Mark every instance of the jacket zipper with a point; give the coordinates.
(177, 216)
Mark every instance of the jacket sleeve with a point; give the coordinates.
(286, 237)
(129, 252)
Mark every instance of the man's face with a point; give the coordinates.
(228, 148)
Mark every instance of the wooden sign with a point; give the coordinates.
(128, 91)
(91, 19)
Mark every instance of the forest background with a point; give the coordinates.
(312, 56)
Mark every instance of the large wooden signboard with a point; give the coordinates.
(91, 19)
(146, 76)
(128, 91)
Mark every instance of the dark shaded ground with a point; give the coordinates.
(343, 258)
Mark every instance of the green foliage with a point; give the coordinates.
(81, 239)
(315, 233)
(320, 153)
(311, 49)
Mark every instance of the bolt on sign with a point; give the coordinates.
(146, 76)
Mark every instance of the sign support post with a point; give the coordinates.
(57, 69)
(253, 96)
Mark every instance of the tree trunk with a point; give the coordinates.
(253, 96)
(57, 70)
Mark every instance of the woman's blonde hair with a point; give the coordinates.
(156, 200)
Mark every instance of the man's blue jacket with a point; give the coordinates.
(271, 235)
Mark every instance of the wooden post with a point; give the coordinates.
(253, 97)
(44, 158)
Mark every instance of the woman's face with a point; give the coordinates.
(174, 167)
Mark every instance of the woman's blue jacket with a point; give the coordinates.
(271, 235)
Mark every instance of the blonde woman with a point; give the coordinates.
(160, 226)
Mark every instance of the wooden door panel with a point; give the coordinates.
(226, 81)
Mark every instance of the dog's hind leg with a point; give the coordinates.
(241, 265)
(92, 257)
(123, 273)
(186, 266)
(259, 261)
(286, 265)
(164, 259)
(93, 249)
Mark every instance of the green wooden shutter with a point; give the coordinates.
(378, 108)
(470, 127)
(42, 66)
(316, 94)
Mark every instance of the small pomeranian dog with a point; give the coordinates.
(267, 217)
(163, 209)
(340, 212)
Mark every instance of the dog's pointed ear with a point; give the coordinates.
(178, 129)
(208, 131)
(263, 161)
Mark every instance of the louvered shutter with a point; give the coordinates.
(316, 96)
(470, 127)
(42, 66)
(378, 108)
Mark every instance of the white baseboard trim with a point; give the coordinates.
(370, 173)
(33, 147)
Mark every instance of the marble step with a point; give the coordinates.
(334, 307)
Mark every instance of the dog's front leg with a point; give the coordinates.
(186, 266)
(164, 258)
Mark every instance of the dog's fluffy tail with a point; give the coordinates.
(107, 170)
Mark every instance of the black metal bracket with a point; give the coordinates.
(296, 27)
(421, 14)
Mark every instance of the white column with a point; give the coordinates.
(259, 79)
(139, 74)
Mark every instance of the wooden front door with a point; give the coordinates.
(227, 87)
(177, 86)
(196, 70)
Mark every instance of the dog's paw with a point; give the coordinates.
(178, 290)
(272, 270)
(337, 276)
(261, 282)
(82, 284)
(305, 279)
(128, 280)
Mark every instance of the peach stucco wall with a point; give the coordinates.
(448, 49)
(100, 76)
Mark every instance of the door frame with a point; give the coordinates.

+ + + +

Copy out the stretch from the line containing "Mark every instance of the white column" through the end of the records, requests included, and multiply every coordinate in the answers by 0.2, rounding to whole numbers with halves rounded up.

Mark every instance of the white column with a point; give the coordinates.
(52, 16)
(28, 15)
Mark every instance of the wooden front door with a point; give the coordinates.
(45, 17)
(35, 17)
(39, 14)
Mark every instance of the dog's paw with a point; give the coordinates.
(36, 58)
(54, 54)
(67, 55)
(52, 56)
(16, 57)
(61, 56)
(26, 56)
Mark every instance of the peach stucco wall with a point; give the coordinates.
(90, 10)
(20, 15)
Mark every instance of the door frame with a point; give the coordinates.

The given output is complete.